Can you output, unchanged, the part of the thread on terminated analysis runs that starts at the words "Open mclarke47 opened" and ends after "to bad version."?

### QUOTED TEXT

** Begin **

Open mclarke47 opened 3 years ago
FWIW, terminated analysis run equating to success was actually by design for the following reasons:
It was the best option to choose from the existing phases without introducing a new state in the state machine:
With background analysis (which run indefinitely), the AnlaysisRun will always be terminated by the rollout at the end of the steps. We wanted this to be interpreted as: the background analysis successfully ran for the entire update without failing or erroring.
we are also observing similar issue. any suggestion on this?
@NaveenVastare what are you expecting the behavior to be and the status of the metric?
Pod Status is in CrashLoopBackOff but AnalysisRun gave status as Successful which is not expected. Without running job metrics, AnalysisRun gave status as Successful which is leading to rollback to bad version.
Name: application-app
Namespace: app
Status: ◌ Progressing
Message: updated replicas are still becoming available
Strategy: BlueGreen
Images: 62.dkr.ecr.ap-south-1.amazonaws.com/application:application-47 (stable, active)

** End **

Dataset rows:
** Begin **

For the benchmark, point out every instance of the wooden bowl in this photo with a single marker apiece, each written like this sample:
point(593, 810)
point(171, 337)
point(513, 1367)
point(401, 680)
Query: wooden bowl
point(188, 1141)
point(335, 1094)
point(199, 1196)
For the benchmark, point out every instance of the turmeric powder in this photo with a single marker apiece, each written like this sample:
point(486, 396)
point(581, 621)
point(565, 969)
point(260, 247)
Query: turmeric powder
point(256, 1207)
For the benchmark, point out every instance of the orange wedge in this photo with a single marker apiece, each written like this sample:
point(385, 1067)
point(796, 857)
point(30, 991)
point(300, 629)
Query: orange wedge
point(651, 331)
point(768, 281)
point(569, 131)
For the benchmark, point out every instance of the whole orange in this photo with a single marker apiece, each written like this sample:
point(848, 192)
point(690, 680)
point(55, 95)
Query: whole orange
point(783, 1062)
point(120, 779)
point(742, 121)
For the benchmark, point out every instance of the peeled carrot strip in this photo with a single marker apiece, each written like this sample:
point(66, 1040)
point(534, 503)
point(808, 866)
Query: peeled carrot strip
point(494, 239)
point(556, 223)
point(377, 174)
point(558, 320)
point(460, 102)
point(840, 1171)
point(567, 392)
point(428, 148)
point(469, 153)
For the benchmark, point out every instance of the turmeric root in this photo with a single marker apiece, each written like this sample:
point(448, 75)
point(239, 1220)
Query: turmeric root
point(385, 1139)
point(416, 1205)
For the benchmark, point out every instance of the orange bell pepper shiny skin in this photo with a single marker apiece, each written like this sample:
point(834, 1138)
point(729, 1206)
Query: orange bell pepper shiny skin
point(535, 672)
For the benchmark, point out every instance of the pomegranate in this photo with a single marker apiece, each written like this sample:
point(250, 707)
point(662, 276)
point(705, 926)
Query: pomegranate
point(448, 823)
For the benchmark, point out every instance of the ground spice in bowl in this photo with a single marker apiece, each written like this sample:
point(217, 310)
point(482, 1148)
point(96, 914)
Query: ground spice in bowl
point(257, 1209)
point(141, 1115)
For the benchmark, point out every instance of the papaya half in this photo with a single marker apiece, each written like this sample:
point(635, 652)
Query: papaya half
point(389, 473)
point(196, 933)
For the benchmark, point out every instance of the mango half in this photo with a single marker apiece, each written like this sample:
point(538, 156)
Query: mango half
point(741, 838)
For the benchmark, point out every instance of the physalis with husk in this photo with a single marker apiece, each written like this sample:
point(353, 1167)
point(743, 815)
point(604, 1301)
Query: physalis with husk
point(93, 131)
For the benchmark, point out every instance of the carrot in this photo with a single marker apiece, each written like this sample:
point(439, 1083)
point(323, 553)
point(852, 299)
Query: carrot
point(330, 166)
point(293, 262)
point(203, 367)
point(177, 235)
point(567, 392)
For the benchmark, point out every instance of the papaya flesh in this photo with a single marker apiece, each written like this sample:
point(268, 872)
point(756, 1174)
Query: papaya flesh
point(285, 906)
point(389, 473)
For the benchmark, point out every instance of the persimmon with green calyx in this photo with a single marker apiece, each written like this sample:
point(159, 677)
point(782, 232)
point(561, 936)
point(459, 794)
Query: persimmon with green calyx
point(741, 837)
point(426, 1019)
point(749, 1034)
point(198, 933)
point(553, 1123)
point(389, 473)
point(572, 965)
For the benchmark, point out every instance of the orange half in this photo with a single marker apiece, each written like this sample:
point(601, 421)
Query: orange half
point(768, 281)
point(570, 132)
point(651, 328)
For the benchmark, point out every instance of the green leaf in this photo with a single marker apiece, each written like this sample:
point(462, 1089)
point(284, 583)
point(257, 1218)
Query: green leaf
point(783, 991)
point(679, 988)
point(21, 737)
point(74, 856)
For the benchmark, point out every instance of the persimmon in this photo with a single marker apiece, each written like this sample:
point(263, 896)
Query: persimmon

** End **

### EXPECTED OUTPUT
Open mclarke47 opened 3 years ago
FWIW, terminated analysis run equating to success was actually by design for the following reasons:
It was the best option to choose from the existing phases without introducing a new state in the state machine:
With background analysis (which run indefinitely), the AnlaysisRun will always be terminated by the rollout at the end of the steps. We wanted this to be interpreted as: the background analysis successfully ran for the entire update without failing or erroring.
we are also observing similar issue. any suggestion on this?
@NaveenVastare what are you expecting the behavior to be and the status of the metric?
Pod Status is in CrashLoopBackOff but AnalysisRun gave status as Successful which is not expected. Without running job metrics, AnalysisRun gave status as Successful which is leading to rollback to bad version.